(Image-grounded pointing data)

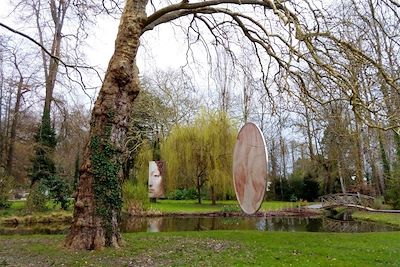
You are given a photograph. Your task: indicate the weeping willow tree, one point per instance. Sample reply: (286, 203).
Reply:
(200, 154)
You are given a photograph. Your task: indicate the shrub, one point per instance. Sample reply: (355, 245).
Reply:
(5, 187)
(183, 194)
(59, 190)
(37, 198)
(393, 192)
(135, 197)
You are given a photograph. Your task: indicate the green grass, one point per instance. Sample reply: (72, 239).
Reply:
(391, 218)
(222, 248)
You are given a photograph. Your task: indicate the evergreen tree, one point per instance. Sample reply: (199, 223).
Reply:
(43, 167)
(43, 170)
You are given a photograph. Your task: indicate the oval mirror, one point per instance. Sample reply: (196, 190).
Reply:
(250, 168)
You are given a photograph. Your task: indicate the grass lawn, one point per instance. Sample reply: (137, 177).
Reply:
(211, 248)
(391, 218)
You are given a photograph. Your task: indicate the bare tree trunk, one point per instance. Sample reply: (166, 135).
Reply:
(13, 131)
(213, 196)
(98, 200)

* * *

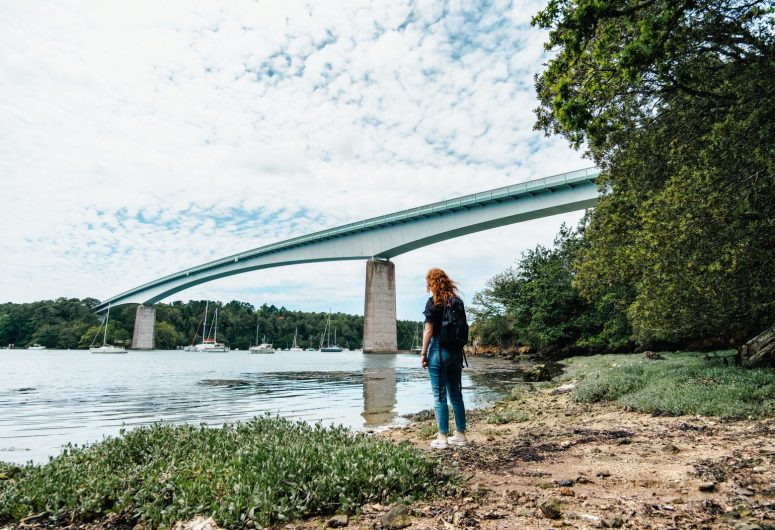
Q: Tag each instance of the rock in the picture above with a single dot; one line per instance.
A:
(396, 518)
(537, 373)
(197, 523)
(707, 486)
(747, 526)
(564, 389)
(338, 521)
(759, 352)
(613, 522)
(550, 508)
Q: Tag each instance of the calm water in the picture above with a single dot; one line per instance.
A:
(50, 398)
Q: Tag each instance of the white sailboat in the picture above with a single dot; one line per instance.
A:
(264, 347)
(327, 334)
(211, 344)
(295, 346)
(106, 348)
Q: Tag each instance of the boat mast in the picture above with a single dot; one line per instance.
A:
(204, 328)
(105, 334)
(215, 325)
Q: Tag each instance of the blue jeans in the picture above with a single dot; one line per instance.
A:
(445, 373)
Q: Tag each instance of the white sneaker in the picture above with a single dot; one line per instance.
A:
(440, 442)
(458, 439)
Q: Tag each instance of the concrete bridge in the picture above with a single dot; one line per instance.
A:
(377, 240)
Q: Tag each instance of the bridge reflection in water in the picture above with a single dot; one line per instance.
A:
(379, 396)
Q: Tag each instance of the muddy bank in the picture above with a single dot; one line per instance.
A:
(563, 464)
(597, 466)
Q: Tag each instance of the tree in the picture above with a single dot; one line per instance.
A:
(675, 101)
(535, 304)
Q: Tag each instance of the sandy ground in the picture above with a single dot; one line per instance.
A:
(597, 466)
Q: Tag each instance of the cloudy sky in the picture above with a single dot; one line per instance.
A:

==

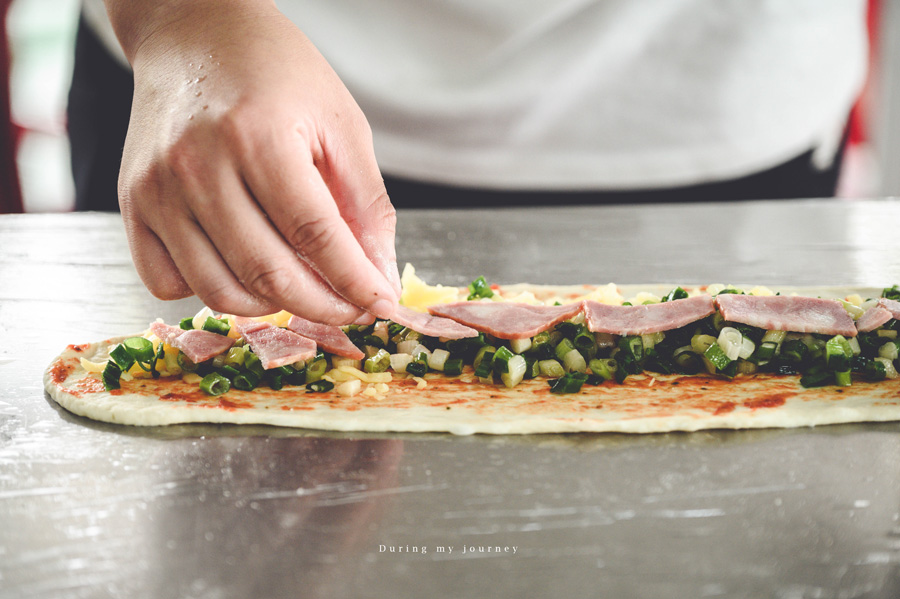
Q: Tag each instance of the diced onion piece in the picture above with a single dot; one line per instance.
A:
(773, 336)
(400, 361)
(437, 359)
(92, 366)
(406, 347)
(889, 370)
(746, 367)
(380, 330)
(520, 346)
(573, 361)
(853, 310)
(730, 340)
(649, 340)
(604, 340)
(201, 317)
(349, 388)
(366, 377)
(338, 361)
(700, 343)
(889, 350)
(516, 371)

TASK GOAL: Look through the records for the word "Your". Every line that has it should be copied.

ANSWER TO THE EXERCISE:
You are given a photograph. Your task: indicate the weeping willow tree, one point per instance. Sample reply: (286, 203).
You are given a photograph. Your task: indicate the shrub, one point per instance. Sample reply: (355, 245).
You are given a photograph. Your task: indicate the green grass, one point per instance. Sample reply: (72, 239).
You are given a photograph. Your task: indicate the evergreen tree, one point per instance. Sample reply: (199, 223).
You are given a photograph. Your task: indicate the oval mirror, one point per instance. Sample reply: (196, 190).
You are given a photograph. Your task: indicate the grass lawn, one point per instance. Sample reply: (137, 177).
You are given a photograph. Your task: indicate the bare tree trunk, one point per instance. Sample reply: (166, 135).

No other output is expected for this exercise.